(A run of records)
[start]

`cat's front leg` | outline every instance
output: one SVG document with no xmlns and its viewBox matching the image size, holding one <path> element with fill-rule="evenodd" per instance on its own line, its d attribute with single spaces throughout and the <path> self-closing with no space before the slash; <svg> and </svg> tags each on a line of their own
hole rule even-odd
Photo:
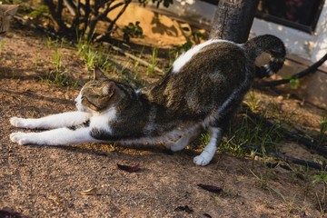
<svg viewBox="0 0 327 218">
<path fill-rule="evenodd" d="M 84 143 L 99 143 L 91 136 L 91 128 L 75 130 L 59 128 L 40 133 L 13 133 L 10 139 L 19 144 L 64 145 Z"/>
<path fill-rule="evenodd" d="M 12 117 L 10 124 L 25 129 L 55 129 L 82 124 L 89 120 L 91 114 L 85 112 L 65 112 L 37 119 Z"/>
<path fill-rule="evenodd" d="M 193 128 L 185 133 L 180 139 L 176 142 L 168 141 L 165 143 L 166 148 L 170 149 L 172 152 L 178 152 L 184 149 L 190 143 L 194 141 L 201 132 L 203 130 L 202 124 L 195 125 Z"/>
</svg>

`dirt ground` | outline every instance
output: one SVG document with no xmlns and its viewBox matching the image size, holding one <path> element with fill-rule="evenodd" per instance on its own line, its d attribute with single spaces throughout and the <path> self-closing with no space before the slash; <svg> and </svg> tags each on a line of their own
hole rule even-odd
<svg viewBox="0 0 327 218">
<path fill-rule="evenodd" d="M 1 43 L 1 42 L 0 42 Z M 54 49 L 35 30 L 13 25 L 0 50 L 0 211 L 24 217 L 321 217 L 322 183 L 312 184 L 320 171 L 295 164 L 294 171 L 272 170 L 258 159 L 217 153 L 205 167 L 186 148 L 171 154 L 162 145 L 117 147 L 86 144 L 69 146 L 22 146 L 9 134 L 19 131 L 12 116 L 40 117 L 74 110 L 79 90 L 58 87 L 38 74 L 53 67 Z M 74 78 L 87 78 L 76 51 L 60 49 L 63 65 Z M 258 92 L 262 104 L 272 101 L 298 117 L 298 129 L 318 131 L 322 110 L 287 94 Z M 20 130 L 22 131 L 22 130 Z M 27 130 L 23 130 L 27 131 Z M 286 154 L 308 161 L 319 157 L 285 141 Z M 127 173 L 117 164 L 140 170 Z M 301 171 L 302 169 L 302 171 Z M 303 176 L 298 176 L 302 172 Z M 263 185 L 269 173 L 267 185 Z M 223 188 L 210 193 L 199 183 Z M 97 188 L 97 194 L 81 192 Z M 3 212 L 2 212 L 3 213 Z M 2 214 L 0 213 L 0 217 Z"/>
</svg>

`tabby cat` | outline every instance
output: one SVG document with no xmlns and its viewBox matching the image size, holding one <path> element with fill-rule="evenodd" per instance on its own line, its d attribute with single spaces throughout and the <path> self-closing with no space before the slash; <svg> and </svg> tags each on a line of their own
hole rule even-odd
<svg viewBox="0 0 327 218">
<path fill-rule="evenodd" d="M 254 61 L 263 52 L 272 55 L 262 67 Z M 213 159 L 223 132 L 255 76 L 269 76 L 283 64 L 283 43 L 273 35 L 257 36 L 243 45 L 209 40 L 183 54 L 156 83 L 138 90 L 95 69 L 75 99 L 77 111 L 39 119 L 13 117 L 20 128 L 52 129 L 13 133 L 19 144 L 71 144 L 117 142 L 164 142 L 176 152 L 207 128 L 210 140 L 197 165 Z"/>
<path fill-rule="evenodd" d="M 17 5 L 0 5 L 0 40 L 8 31 L 10 19 L 17 9 Z"/>
</svg>

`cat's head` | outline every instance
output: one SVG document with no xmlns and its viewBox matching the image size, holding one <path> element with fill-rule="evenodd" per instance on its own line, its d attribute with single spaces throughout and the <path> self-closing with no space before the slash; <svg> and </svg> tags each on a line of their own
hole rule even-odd
<svg viewBox="0 0 327 218">
<path fill-rule="evenodd" d="M 0 39 L 9 29 L 9 21 L 17 11 L 17 5 L 0 5 Z"/>
<path fill-rule="evenodd" d="M 77 110 L 88 113 L 101 113 L 116 102 L 118 91 L 114 81 L 108 79 L 104 74 L 95 68 L 94 79 L 87 82 L 75 99 Z"/>
</svg>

[end]

* Exercise objective *
Turn every line of these entries into a JSON list of strings, one string per line, skipping the blank lines and leaving out the pictures.

* Answer for this exercise *
[
  "`cat's front leg` | outline every instance",
  "output: one SVG document with no xmlns and its viewBox matching the image size, holding one <path> element with fill-rule=\"evenodd\" per instance on its own line, its d attribute with single spaces throughout and the <path> self-closing with no space before the slash; <svg> and </svg> tags each on a line of their own",
  "hole rule even-odd",
  "Photo:",
  "<svg viewBox=\"0 0 327 218\">",
  "<path fill-rule=\"evenodd\" d=\"M 84 143 L 99 143 L 91 136 L 91 128 L 75 130 L 59 128 L 40 133 L 13 133 L 10 139 L 19 144 L 64 145 Z\"/>",
  "<path fill-rule=\"evenodd\" d=\"M 12 117 L 10 124 L 25 129 L 55 129 L 82 124 L 89 120 L 91 114 L 85 112 L 65 112 L 37 119 Z\"/>",
  "<path fill-rule=\"evenodd\" d=\"M 193 128 L 185 133 L 180 139 L 176 142 L 168 141 L 165 143 L 166 148 L 170 149 L 172 152 L 178 152 L 184 149 L 190 143 L 194 141 L 201 132 L 203 130 L 202 124 L 195 125 Z\"/>",
  "</svg>",
  "`dirt ground` | outline every instance",
  "output: one SVG document with no xmlns and its viewBox matching the image size, holding one <path> element with fill-rule=\"evenodd\" per instance on its own line, its d attribute with single spaces throughout and the <path> self-closing with no space before the slash; <svg> and </svg> tags each on a line of their own",
  "hole rule even-odd",
  "<svg viewBox=\"0 0 327 218\">",
  "<path fill-rule=\"evenodd\" d=\"M 1 43 L 1 42 L 0 42 Z M 54 49 L 35 30 L 13 25 L 0 50 L 0 211 L 24 217 L 321 217 L 322 183 L 312 184 L 320 171 L 295 164 L 294 171 L 272 170 L 258 159 L 217 153 L 205 167 L 186 148 L 171 154 L 162 145 L 117 147 L 86 144 L 69 146 L 22 146 L 9 134 L 19 131 L 12 116 L 40 117 L 74 110 L 79 90 L 58 87 L 38 74 L 53 67 Z M 74 78 L 87 78 L 76 51 L 60 49 L 63 65 Z M 258 92 L 262 104 L 272 101 L 298 117 L 298 129 L 318 131 L 322 110 L 287 94 Z M 20 130 L 22 131 L 22 130 Z M 27 130 L 23 130 L 27 131 Z M 286 154 L 308 161 L 319 157 L 285 141 Z M 127 173 L 117 164 L 140 170 Z M 301 171 L 302 169 L 302 171 Z M 303 176 L 298 176 L 302 172 Z M 263 185 L 269 173 L 267 185 Z M 223 188 L 210 193 L 199 183 Z M 97 188 L 97 194 L 81 192 Z M 3 212 L 2 212 L 3 213 Z M 2 214 L 0 213 L 0 217 Z\"/>",
  "</svg>",
  "`tabby cat` | outline every instance",
  "output: one SVG document with no xmlns and its viewBox matching the image size, holding one <path> element with fill-rule=\"evenodd\" per instance on its own line, its d attribute with single spaces throughout and the <path> self-closing with no space before the slash; <svg> and </svg> tags each on a line of their own",
  "hole rule even-odd",
  "<svg viewBox=\"0 0 327 218\">",
  "<path fill-rule=\"evenodd\" d=\"M 254 61 L 263 52 L 272 55 L 262 67 Z M 213 159 L 223 132 L 255 76 L 269 76 L 283 64 L 283 43 L 273 35 L 257 36 L 243 45 L 209 40 L 183 54 L 156 83 L 138 90 L 95 69 L 75 99 L 77 111 L 39 119 L 13 117 L 20 128 L 52 129 L 13 133 L 19 144 L 71 144 L 117 142 L 164 142 L 176 152 L 207 128 L 210 140 L 197 165 Z\"/>",
  "<path fill-rule=\"evenodd\" d=\"M 17 5 L 0 5 L 0 40 L 8 31 L 10 19 L 17 9 Z\"/>",
  "</svg>",
  "`cat's head` | outline every instance",
  "output: one SVG document with no xmlns and its viewBox matching the image size, holding one <path> element with fill-rule=\"evenodd\" per instance on its own line, its d attribute with single spaces throughout and the <path> self-closing with no space before the slash; <svg> and </svg> tags each on a line of their own",
  "hole rule even-odd",
  "<svg viewBox=\"0 0 327 218\">",
  "<path fill-rule=\"evenodd\" d=\"M 0 39 L 9 29 L 9 21 L 17 11 L 17 5 L 0 5 Z\"/>",
  "<path fill-rule=\"evenodd\" d=\"M 77 110 L 88 113 L 101 113 L 116 102 L 118 91 L 114 81 L 108 79 L 104 74 L 95 68 L 94 79 L 87 82 L 75 99 Z\"/>",
  "</svg>"
]